--- QUOTED PASSAGE ---

PITTSBURGH — We all need some social interaction these days and everyone is going about it their own way.

Some families have joined pandemic pods, a group of parents and/or kids who hang out exclusively with each other. They’re careful about who they interact with outside of the pod so they can feel safe hanging out together.

Tira Card, Fran Hernandez, and Valerie Kubiek formed a pod early in the pandemic.

“It is so helpful to be able to socialize a little bit for us. Just to have someone to vent, to talk to, to see other people, interact and still be able to be safe,” said Kubiek.

All their kids go to a daycare together that Hernandez runs.

“They see each other there so why stop when they come home. They’ve been so much happier, so much happier,” mom Tira Card said about the kids and admits she and her friends have been happier too.

Even though their kids are there when they get together on Tuesdays, it’s a time for the moms to have conversations with other adults, while the kids do crafts and they all make dinner together.

“I couldn’t have done this without them,” said Card. “Their support, knowing that no matter what I had to say, there were two people to send me goofy pictures back to make me smile.”

But they’ve had to have hard, frank conversations with each other when COVID-19 scares have come in the picture.

“It’s really for me about who you can trust. You have to know and be open and transparent with each other and communicate,” said Hernandez.

--- GIVEN RECORDS ---
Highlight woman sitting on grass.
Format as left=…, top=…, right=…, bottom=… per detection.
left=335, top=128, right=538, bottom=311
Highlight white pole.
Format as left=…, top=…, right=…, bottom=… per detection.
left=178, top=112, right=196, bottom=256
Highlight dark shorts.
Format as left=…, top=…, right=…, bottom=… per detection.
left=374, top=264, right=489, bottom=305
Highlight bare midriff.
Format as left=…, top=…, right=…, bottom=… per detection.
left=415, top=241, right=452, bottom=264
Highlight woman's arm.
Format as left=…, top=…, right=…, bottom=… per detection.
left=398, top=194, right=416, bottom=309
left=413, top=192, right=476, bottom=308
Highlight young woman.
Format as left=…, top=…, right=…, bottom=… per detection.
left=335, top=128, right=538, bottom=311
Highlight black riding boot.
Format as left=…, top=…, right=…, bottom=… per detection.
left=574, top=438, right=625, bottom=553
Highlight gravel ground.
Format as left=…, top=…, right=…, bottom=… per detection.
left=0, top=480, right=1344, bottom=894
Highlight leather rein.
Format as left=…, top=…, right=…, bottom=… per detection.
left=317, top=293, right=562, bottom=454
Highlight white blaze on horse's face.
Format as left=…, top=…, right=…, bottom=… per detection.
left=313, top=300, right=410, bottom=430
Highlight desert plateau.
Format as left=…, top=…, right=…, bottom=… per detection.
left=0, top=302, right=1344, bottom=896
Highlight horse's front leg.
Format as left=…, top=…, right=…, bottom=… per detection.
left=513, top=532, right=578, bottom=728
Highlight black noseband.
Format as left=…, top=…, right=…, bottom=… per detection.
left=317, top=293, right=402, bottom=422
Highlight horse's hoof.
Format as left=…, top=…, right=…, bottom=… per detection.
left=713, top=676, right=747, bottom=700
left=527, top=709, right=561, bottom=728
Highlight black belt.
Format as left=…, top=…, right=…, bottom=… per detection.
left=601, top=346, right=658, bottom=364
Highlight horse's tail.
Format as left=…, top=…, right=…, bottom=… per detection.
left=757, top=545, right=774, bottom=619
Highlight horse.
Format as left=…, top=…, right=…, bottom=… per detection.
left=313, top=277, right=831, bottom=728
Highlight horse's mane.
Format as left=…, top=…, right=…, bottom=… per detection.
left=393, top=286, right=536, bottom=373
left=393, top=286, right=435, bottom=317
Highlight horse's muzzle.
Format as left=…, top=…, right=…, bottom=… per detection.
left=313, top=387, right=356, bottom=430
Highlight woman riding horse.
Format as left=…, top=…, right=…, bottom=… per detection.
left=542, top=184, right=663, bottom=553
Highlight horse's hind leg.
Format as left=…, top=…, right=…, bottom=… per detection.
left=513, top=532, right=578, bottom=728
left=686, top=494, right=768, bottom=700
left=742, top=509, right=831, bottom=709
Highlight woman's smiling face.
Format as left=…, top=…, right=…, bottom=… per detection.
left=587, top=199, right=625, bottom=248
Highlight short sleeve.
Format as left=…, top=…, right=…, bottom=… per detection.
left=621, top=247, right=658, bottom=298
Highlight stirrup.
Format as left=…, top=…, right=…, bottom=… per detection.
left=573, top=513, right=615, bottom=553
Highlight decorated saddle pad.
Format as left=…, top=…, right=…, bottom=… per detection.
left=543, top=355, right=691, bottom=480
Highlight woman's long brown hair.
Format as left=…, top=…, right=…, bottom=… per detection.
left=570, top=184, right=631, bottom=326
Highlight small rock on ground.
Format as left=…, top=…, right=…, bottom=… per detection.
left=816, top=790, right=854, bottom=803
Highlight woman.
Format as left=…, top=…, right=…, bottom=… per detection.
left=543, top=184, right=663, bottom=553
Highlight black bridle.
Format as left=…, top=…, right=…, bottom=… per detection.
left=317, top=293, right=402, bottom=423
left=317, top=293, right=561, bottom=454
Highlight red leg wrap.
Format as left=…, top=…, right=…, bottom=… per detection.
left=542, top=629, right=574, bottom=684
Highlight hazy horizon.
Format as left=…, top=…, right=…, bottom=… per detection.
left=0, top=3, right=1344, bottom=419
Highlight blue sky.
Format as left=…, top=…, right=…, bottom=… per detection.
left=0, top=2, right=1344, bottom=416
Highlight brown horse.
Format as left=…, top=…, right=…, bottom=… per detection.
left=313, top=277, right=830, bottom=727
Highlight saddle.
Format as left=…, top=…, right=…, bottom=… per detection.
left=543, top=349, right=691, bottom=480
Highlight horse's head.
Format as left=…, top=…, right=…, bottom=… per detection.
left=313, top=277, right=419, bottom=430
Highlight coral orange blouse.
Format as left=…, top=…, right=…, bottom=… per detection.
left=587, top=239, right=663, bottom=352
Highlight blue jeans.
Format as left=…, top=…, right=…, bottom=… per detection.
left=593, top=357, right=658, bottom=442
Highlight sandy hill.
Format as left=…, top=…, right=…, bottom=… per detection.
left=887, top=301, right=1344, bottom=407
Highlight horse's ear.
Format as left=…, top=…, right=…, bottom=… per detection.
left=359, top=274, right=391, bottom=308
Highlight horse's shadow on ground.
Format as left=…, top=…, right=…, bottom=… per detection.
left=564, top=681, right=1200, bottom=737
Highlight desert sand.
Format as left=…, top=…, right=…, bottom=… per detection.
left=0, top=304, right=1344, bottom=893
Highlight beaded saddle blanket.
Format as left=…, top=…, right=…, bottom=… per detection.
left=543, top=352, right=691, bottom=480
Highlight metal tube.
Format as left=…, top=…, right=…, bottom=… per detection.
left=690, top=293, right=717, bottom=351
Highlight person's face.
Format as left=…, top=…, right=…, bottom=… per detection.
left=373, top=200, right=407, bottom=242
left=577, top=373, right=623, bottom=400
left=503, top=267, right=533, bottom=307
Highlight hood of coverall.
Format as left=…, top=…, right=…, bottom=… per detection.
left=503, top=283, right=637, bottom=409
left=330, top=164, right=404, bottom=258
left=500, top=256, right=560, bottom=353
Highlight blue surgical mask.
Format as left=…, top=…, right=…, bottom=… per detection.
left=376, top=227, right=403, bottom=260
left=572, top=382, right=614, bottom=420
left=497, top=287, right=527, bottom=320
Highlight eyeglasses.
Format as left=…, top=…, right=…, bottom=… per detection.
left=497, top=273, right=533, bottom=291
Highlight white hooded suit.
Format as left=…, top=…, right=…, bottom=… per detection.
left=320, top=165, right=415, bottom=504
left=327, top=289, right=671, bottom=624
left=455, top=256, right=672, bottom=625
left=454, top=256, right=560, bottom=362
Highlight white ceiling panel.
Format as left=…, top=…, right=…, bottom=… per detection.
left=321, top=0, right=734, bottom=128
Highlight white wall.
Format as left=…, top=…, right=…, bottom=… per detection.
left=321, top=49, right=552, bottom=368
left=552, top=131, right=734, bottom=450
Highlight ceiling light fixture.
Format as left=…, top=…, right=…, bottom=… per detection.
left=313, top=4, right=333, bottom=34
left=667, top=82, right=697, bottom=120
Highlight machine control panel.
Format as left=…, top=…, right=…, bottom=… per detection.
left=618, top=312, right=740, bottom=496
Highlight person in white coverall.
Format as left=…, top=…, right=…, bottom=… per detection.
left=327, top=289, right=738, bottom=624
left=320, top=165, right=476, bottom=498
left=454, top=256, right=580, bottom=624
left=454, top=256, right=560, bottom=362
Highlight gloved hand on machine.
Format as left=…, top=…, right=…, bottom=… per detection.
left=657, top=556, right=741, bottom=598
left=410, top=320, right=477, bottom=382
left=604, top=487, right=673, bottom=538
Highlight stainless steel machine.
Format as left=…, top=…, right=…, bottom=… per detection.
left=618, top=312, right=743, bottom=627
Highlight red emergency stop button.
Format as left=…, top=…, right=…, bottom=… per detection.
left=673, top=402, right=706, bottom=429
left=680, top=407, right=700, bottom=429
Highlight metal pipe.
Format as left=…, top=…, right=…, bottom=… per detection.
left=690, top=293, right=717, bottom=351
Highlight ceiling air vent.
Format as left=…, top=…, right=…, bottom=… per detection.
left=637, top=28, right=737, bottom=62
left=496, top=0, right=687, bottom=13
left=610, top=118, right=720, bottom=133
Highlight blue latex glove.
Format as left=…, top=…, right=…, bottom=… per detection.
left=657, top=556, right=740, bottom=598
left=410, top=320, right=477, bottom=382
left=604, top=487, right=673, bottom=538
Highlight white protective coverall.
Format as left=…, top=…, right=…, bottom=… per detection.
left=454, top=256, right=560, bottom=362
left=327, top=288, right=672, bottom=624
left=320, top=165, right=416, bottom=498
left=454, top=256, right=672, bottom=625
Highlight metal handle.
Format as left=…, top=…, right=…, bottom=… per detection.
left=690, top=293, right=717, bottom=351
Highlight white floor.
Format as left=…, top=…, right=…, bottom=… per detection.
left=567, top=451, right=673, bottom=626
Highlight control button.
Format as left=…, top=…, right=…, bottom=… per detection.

--- WORK REQUEST A ---
Name the three people in the article about pandemic pods who formed a pod together.
--- WORK REQUEST B ---
In the article about pandemic pods, reproduce word for word the stretch from "Some families have" through "in the pandemic.".

--- ANSWER SECTION A ---
Tira Card, Fran Hernandez, Valerie Kubiek

--- ANSWER SECTION B ---
Some families have joined pandemic pods, a group of parents and/or kids who hang out exclusively with each other. They’re careful about who they interact with outside of the pod so they can feel safe hanging out together.

Tira Card, Fran Hernandez, and Valerie Kubiek formed a pod early in the pandemic.